===== Records for processing

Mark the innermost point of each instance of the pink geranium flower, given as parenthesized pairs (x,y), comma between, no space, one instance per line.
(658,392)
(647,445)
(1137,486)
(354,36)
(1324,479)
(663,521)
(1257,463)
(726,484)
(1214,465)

==========

> Instruction
Return every line of the entries above verbatim, keeping the original order.

> Correct output
Mark the innermost point of each instance of the pink geranium flower, given as parenthesized pairs (x,y), comma between, no space, one instance per line.
(658,392)
(647,445)
(1137,486)
(354,36)
(1324,479)
(663,521)
(1257,463)
(726,484)
(1214,465)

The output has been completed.